Work to complete - Reproduce the material below character for character, with every line unchanged and in its original order.

Given records -
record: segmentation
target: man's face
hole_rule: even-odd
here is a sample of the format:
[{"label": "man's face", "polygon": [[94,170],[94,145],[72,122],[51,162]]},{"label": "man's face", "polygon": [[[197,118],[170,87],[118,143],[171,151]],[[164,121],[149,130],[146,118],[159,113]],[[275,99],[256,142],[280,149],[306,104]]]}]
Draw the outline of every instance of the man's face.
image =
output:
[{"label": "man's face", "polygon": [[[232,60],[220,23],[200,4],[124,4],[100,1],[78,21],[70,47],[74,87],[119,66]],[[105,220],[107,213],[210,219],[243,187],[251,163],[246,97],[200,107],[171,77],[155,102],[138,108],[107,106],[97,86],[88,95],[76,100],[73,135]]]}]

Exercise result -
record: segmentation
target: man's face
hole_rule: even-odd
here is a sample of the format:
[{"label": "man's face", "polygon": [[94,170],[94,145],[72,122],[51,162]]},{"label": "man's face", "polygon": [[[197,118],[170,87],[118,143],[171,151]],[[164,121],[149,130],[146,118],[159,113]],[[275,99],[256,142],[280,149],[306,104]]]}]
Draw the outline of every instance of the man's face.
image =
output:
[{"label": "man's face", "polygon": [[[232,60],[220,23],[200,4],[124,4],[100,1],[78,21],[70,47],[74,87],[119,66]],[[105,220],[107,213],[210,219],[243,187],[251,163],[246,97],[200,107],[171,77],[155,102],[138,108],[107,106],[97,86],[88,95],[76,100],[73,135]]]}]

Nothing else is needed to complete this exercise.